Reading text>

____

Rev. bras. ter. intensiva vol.24 no.1 São Paulo enero/mar. 2012 



Prevention of delirium in critically ill patients: a new beginning?



Jorge Ibrain Figueira SalluhI,II; Pratik PandharipandeIII

ID'Or Institute for Research and Education, Rio de Janeiro (RJ), Brazil
IIPostgraduate Program, Instituto Nacional de Câncer - Rio de Janeiro (RJ), Brazil
III Department of Anesthesia/Critical Care Medicine, Vanderbilt University School of Medicine, Nashville - Tennessee, USA

Corresponding author



Delirium is a severe confusional state that represents an acute brain dysfunction encompassing a wide array of clinical manifestations.(1) Substantial evidence demonstrates that delirium is associated with worse outcomes for critically ill patients, including increased duration of mechanical ventilation, length of hospital stay, cost and mortality.(2,3) Furthermore, despite advances in life support, critically ill patients that present with delirium during an intensive care unit (ICU) stay may experience impaired global functional recovery and long-term neurocognitive sequelae.(4) Therefore, several studies have been performed to test the effects of preventive pharmacologic interventions(5) on the incidence and/or duration of brain dysfunction, but the majority of these therapies remain unproven. These interventions have involved altering sedation paradigms by reducing use of benzodiazepines, the administration of typical and atypical antipsychotics, and the use of cholinergic agents such as rivastigmine.

____

Records supplied>
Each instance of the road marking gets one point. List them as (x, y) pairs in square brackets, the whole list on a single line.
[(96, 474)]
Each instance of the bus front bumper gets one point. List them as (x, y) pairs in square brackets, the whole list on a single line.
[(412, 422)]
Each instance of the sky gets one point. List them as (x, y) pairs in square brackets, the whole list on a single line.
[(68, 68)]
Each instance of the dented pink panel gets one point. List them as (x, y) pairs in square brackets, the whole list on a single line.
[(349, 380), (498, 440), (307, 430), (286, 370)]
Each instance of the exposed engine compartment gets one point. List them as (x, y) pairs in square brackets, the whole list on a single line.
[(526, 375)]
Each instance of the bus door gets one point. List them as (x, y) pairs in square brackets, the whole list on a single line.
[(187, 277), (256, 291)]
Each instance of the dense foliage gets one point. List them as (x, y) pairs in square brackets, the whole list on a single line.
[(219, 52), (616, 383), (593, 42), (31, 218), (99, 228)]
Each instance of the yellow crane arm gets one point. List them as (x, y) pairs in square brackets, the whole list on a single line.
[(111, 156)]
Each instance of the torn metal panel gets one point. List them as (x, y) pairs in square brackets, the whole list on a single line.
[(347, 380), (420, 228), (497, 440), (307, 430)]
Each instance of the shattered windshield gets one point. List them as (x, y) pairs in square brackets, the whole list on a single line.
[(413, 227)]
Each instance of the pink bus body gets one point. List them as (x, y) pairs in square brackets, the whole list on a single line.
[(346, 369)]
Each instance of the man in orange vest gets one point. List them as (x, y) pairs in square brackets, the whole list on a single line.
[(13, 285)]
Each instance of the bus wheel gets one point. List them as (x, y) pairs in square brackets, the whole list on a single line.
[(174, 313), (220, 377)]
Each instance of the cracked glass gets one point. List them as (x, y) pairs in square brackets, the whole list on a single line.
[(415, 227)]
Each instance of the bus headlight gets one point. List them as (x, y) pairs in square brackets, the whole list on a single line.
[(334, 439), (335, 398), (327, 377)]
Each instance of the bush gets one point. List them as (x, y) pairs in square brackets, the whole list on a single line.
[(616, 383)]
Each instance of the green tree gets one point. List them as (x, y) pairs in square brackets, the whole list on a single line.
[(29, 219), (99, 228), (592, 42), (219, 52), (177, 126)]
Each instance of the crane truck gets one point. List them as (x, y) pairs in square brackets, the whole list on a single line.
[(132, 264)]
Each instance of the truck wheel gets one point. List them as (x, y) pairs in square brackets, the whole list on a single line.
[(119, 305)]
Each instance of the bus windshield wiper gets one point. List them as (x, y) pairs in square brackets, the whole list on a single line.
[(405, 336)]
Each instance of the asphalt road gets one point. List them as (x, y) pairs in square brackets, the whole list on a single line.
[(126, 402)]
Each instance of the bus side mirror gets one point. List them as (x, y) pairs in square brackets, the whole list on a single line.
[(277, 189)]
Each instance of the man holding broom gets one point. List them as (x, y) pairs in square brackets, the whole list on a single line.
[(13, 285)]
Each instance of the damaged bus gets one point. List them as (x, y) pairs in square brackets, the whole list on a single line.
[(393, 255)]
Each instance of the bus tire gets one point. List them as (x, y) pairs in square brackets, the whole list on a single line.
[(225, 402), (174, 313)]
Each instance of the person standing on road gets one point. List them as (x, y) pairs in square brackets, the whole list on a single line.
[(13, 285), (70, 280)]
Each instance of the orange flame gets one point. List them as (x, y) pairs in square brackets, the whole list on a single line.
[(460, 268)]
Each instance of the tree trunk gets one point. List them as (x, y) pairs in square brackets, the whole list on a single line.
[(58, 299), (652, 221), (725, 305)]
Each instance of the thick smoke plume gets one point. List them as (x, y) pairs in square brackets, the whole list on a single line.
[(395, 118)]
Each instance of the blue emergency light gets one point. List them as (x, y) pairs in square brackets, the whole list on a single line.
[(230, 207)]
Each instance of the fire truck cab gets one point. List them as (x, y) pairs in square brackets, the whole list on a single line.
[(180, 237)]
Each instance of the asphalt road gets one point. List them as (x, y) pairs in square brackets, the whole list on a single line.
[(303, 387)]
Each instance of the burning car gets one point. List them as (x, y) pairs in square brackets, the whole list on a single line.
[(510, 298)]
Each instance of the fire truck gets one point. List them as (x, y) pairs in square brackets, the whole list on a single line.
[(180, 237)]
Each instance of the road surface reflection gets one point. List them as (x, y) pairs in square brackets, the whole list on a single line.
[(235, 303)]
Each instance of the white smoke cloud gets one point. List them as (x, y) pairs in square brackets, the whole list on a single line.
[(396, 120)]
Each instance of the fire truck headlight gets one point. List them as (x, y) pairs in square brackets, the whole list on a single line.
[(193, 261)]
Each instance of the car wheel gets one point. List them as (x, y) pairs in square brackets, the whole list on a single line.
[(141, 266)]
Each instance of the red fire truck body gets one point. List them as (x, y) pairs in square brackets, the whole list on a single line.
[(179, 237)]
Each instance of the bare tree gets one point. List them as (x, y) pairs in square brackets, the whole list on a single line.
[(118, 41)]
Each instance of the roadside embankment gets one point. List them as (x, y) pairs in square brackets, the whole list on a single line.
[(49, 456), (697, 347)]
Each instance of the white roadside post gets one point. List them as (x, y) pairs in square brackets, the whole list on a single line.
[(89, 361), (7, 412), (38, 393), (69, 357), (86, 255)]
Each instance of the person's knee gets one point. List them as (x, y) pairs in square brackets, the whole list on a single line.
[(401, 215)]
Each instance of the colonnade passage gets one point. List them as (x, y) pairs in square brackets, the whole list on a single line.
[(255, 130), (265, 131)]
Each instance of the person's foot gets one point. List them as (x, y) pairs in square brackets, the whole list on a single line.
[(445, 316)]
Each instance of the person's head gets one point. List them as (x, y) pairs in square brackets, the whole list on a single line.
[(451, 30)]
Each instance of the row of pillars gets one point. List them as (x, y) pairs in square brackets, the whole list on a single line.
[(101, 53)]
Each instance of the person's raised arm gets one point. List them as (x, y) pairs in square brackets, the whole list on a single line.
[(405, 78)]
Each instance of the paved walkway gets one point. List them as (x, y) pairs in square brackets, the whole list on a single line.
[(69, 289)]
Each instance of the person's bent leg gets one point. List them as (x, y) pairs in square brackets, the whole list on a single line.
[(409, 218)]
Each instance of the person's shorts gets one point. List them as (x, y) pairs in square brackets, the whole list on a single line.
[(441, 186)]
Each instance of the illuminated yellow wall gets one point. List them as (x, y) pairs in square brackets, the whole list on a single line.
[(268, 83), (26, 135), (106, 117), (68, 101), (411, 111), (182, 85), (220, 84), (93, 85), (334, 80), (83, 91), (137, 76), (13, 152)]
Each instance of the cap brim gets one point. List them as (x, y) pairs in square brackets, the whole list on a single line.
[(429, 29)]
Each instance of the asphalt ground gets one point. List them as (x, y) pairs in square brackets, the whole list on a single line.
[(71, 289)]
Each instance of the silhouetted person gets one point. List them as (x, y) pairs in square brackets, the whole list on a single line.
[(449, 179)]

____

Tasks to carry out>
1. Which cholinergic agent does the text on delirium in critically ill patients name among the preventive interventions?
2. Continue the text on delirium in critically ill patients from the point where it stops.

Results for the exercise>
1. Rivastigmine.

2.
Statins are candidate drugs hypothesized to both prevent and treat delirium via anti-inflammatory effects that may modulate the molecular pathways of inflammation and microglial activation, which are key pathways in the pathogenesis of delirium.(6) In this issue of Revista Brasileira de Terapia Intensiva, Cruz et al.(7) tested the hypothesis that patients who received preoperative statins would have a lower incidence of delirium after cardiac surgery. A total of 169 patients were enrolled, and information regarding patient demographics, statin exposure, and outcomes including the occurrence of delirium was evaluated. The authors reported no significant differences in either the demographics or the occurrence of delirium between the statin users and non-users. This study has an interesting rationale based both on the pathophysiologic aspects and the target population but has significant limitations that preclude any inferences regarding the role of statin medications in delirium prophylaxis. First, the limited sample size and the relatively low number of patients that developed delirium (n=23) prevented in-depth analysis, and the use of a different methodology may have led to substantially different conclusions. The use of multivariable analysis and propensity scores are examples of methods that are increasingly applied in the critical care literature as ways to both identify factors that are independently associated with outcomes and adjust for potentially confounding factors. Second, as in any observational study, the authors were not able to control the doses, durations and indications of the statins. Such variability may lead to so-called "healthy user effects" and other indication biases. Finally, the continuation of statins after surgery was not evaluated in detail.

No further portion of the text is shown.